(WORK ORDER) From the line containing "Target: red wall" down to the line containing "Target: blurred green foliage" in the records below, reproduce every line exactly, ends included, and omit all others.

(AVAILABLE DATA begins)

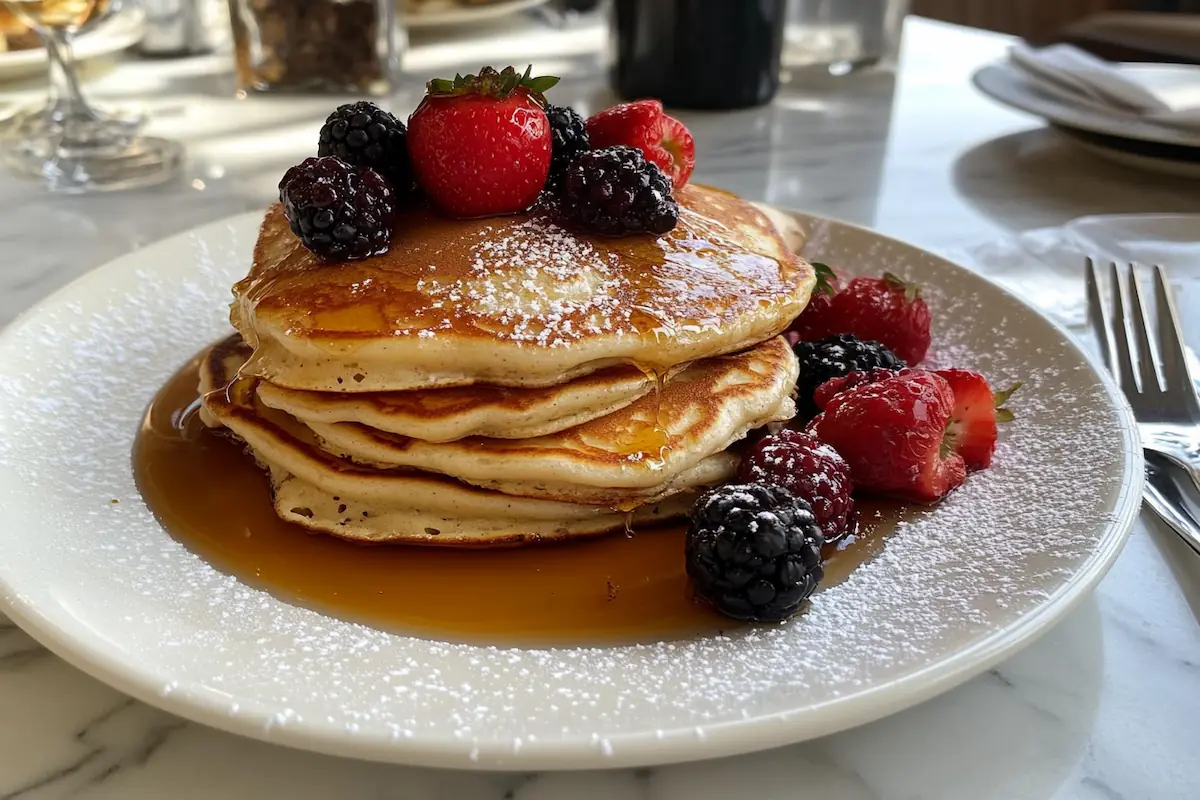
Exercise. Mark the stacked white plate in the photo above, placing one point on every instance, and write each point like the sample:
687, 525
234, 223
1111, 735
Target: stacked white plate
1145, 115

(AVAILABLE DATA ends)
(AVAILABLE DATA begins)

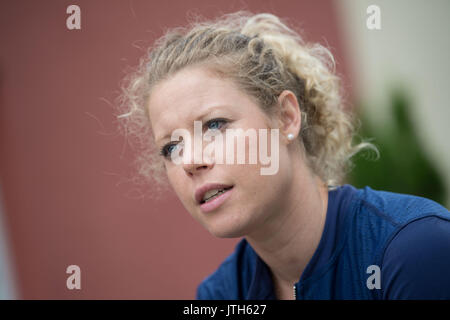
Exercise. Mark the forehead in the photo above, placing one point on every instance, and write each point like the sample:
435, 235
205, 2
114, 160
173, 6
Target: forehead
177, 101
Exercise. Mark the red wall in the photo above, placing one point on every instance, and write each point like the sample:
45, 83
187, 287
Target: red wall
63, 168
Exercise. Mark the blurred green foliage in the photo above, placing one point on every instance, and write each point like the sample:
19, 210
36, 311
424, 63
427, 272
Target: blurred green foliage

(AVAILABLE DATA ends)

(RESPONSE BELOW)
Target: red wall
63, 168
Exercise. Mark the blurred green foliage in the photo above, placing one point on every instance, and write each point like the sample:
19, 210
36, 311
424, 63
427, 272
Target: blurred green foliage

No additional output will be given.